### Goal of the exercise:
The records follow. Copy each one exactly.

::::::::::

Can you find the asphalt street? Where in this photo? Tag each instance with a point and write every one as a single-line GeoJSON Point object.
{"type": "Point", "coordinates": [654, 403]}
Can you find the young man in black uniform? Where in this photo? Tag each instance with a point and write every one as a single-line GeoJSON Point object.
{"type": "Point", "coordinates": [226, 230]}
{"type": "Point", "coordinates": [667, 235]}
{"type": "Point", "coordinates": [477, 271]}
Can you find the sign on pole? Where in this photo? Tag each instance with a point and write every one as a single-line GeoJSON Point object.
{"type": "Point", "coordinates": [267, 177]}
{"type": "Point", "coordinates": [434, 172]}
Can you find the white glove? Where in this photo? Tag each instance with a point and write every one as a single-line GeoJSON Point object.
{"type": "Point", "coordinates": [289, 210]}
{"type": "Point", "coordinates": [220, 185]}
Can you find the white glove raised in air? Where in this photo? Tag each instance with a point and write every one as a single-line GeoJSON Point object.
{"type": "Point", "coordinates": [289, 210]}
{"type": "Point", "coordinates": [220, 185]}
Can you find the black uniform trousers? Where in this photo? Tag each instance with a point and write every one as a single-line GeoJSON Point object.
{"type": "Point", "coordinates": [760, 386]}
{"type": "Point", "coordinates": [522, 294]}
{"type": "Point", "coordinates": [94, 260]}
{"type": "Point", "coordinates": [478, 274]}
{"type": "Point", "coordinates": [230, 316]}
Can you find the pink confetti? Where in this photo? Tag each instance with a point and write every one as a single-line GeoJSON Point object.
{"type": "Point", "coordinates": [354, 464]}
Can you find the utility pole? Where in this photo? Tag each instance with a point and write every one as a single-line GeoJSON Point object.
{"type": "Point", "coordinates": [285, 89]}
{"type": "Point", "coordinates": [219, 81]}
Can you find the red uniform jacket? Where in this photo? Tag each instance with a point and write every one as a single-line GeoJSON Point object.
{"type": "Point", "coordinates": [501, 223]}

::::::::::

### Result of this exercise:
Can you find the asphalt street? Where in this photo? Tag each instance with a point and write every one as a single-line GeoJSON Point object.
{"type": "Point", "coordinates": [654, 403]}
Can you find the young man in black uniform? Where in this photo? Tag each instance with a point and write every one as a single-line GeoJSON Point object.
{"type": "Point", "coordinates": [226, 230]}
{"type": "Point", "coordinates": [667, 235]}
{"type": "Point", "coordinates": [477, 271]}
Can you find the sign on pole? Where in this photo? Tag each instance with a point and write every one as a single-line GeoJSON Point object.
{"type": "Point", "coordinates": [267, 177]}
{"type": "Point", "coordinates": [434, 172]}
Can you find the white glove? Where in this photo? Tag each instance with a point and write every one as a single-line GeoJSON Point object.
{"type": "Point", "coordinates": [289, 210]}
{"type": "Point", "coordinates": [220, 185]}
Can you find the white glove raised in air? Where in this photo? Tag each instance with a point and write every one as a single-line GeoJSON Point object.
{"type": "Point", "coordinates": [289, 210]}
{"type": "Point", "coordinates": [220, 185]}
Can you find the black uniform trousers? Where in this photo? Tag each instance with a point and write every one as a single-line GeoJSON Point object.
{"type": "Point", "coordinates": [760, 386]}
{"type": "Point", "coordinates": [522, 294]}
{"type": "Point", "coordinates": [94, 260]}
{"type": "Point", "coordinates": [478, 274]}
{"type": "Point", "coordinates": [230, 316]}
Can you find the pink confetti? Where in this photo? Tag each instance with a point and write every one as a single-line GeoJSON Point object.
{"type": "Point", "coordinates": [354, 464]}
Can you find the utility pole? Where in this photo? Tag each instance with a point and write every one as a single-line GeoJSON Point object.
{"type": "Point", "coordinates": [285, 89]}
{"type": "Point", "coordinates": [219, 81]}
Can you find the red uniform jacket? Where in this photo? Tag each instance with a point and write every one as a single-line GeoJSON Point object.
{"type": "Point", "coordinates": [501, 223]}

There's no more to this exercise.